(Point placement records)
___
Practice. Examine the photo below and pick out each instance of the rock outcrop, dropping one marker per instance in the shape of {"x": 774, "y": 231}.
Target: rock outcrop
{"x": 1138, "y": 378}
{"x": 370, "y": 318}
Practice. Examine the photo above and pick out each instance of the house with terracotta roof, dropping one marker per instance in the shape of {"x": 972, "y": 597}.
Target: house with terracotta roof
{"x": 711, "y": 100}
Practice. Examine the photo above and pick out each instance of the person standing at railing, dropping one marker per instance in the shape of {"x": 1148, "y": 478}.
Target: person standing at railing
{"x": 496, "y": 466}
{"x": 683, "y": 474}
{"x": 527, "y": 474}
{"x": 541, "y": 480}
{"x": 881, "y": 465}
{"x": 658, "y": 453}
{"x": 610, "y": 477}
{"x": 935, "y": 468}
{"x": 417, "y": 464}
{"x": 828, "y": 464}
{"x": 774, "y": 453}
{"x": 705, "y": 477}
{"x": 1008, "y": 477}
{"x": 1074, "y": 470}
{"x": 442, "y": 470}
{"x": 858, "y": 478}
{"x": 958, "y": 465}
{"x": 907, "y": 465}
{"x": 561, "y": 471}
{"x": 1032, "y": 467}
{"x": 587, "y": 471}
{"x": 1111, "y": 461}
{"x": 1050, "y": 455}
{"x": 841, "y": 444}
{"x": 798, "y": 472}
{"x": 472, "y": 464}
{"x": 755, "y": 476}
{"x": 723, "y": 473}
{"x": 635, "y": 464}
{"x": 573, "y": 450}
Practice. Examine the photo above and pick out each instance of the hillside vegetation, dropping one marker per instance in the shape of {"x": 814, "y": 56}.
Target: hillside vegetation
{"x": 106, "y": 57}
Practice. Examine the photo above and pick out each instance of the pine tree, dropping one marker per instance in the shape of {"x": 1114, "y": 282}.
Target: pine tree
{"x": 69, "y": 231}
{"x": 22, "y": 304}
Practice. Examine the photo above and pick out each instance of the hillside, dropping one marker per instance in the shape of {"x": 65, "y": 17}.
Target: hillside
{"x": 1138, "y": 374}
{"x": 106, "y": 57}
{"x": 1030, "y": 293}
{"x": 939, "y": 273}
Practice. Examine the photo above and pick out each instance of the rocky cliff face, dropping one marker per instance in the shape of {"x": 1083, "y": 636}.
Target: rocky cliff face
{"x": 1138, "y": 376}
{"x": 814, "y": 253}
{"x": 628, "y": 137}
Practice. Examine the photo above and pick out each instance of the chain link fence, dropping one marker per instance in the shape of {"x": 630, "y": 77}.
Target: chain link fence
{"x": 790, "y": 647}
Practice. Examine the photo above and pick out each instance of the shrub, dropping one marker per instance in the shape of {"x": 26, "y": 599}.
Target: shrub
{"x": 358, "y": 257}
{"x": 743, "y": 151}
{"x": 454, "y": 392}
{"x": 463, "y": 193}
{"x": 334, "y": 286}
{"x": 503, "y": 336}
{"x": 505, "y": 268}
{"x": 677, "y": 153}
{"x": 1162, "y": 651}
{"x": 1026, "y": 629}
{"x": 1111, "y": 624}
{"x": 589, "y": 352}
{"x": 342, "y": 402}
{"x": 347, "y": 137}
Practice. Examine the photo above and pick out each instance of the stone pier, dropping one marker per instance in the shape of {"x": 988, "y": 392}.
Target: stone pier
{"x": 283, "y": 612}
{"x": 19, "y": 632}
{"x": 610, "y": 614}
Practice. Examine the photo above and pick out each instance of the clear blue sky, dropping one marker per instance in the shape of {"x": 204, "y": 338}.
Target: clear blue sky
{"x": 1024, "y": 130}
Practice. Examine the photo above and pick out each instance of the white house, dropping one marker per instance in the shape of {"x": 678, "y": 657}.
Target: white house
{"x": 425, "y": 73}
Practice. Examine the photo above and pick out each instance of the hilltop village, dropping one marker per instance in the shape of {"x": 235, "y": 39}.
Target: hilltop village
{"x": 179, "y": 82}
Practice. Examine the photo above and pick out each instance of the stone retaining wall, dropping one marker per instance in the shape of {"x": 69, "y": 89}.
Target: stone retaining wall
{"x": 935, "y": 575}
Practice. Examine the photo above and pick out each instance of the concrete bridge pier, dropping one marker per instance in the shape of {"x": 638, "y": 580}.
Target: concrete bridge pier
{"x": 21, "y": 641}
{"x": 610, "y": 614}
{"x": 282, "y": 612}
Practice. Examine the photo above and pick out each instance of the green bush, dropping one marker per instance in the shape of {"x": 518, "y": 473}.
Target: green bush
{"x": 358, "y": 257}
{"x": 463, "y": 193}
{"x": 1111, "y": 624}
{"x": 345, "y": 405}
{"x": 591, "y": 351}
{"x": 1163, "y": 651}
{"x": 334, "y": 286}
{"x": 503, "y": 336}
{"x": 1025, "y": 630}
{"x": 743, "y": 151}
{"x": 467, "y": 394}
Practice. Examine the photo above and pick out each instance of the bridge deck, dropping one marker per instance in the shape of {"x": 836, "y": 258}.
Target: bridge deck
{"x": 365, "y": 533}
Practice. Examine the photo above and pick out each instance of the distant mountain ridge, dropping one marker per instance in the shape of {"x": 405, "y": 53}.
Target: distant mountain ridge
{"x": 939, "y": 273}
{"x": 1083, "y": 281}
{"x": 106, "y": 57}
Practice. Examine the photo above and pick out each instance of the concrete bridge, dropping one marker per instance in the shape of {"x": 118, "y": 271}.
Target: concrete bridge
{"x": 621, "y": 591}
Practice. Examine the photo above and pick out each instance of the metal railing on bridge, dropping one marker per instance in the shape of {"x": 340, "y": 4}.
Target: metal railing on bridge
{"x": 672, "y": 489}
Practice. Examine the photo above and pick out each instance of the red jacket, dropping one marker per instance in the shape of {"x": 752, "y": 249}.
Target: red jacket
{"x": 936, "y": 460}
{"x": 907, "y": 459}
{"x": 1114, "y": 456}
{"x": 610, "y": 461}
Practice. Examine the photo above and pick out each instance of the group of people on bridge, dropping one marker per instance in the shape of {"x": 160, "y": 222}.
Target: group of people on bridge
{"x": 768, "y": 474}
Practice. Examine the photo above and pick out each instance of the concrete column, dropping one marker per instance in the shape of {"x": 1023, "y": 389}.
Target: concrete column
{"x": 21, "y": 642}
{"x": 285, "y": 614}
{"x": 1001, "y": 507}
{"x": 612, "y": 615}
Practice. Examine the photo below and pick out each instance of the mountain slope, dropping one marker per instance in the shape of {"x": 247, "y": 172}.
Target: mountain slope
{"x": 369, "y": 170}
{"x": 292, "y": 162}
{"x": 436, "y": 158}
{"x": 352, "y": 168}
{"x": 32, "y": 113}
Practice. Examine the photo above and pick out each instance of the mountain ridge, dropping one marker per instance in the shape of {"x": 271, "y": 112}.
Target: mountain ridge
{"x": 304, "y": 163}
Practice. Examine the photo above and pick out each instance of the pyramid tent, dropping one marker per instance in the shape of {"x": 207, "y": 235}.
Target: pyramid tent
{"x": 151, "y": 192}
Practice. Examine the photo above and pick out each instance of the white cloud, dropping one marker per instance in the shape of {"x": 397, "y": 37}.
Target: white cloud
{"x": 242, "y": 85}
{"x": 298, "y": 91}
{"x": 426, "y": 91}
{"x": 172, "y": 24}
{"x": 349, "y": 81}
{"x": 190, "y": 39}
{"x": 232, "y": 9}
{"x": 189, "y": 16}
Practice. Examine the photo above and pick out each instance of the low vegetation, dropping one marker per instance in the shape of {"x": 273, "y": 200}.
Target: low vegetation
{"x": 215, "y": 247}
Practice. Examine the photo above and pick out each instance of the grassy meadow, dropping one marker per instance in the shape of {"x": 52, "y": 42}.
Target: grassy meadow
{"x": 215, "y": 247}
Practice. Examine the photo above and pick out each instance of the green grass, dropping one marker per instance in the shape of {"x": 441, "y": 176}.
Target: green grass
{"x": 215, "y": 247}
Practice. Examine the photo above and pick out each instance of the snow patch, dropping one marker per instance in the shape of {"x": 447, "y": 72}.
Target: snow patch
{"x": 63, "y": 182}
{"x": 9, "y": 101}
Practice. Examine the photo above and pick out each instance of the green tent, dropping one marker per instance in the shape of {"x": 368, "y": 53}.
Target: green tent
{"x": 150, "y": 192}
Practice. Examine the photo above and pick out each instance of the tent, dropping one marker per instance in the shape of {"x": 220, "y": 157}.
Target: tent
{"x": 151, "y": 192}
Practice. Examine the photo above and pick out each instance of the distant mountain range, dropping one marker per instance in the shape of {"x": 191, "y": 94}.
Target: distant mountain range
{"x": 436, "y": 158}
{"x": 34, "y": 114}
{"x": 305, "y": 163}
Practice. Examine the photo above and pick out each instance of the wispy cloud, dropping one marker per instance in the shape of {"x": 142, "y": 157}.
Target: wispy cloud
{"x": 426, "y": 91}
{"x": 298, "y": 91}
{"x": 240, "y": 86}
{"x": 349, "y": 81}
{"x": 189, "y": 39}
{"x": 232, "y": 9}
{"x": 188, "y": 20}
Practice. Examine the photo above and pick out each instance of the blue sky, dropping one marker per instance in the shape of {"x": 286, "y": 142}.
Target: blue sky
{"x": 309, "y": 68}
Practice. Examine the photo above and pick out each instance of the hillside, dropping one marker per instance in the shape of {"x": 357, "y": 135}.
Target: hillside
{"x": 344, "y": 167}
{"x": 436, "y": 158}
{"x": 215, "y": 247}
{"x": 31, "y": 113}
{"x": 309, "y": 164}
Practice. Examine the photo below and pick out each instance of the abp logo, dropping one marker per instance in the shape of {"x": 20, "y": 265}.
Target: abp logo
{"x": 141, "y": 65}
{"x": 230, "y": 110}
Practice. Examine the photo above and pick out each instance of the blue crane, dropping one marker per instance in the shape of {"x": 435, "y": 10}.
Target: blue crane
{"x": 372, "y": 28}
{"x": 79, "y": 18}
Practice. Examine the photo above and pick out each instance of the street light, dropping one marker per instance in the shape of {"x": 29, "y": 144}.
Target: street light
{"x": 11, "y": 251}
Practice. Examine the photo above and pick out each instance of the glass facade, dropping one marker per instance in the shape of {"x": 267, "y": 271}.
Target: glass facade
___
* **Exercise brief**: Give back the lines of the listing from the one with "abp logo, dropping" through the end, both included, exactly as written and with nothing added.

* **Answer to the problem**:
Practice. Examine the photo below and pick out each instance of the abp logo, dropping one marker per instance in the shape of {"x": 20, "y": 265}.
Target: abp logo
{"x": 141, "y": 65}
{"x": 230, "y": 110}
Practice. Examine the photo above and pick out each instance of the blue crane, dropping one marker per instance in the shape of {"x": 435, "y": 10}.
Target: blue crane
{"x": 372, "y": 28}
{"x": 79, "y": 18}
Practice. Examine the photo above and pick out each instance of the street light, dropping one marker per instance in the shape of {"x": 29, "y": 144}.
Target: street light
{"x": 11, "y": 251}
Practice. Examine the photo above and pick out each instance of the glass facade, dropping one marker per instance in the shape of {"x": 267, "y": 271}.
Target: glass facade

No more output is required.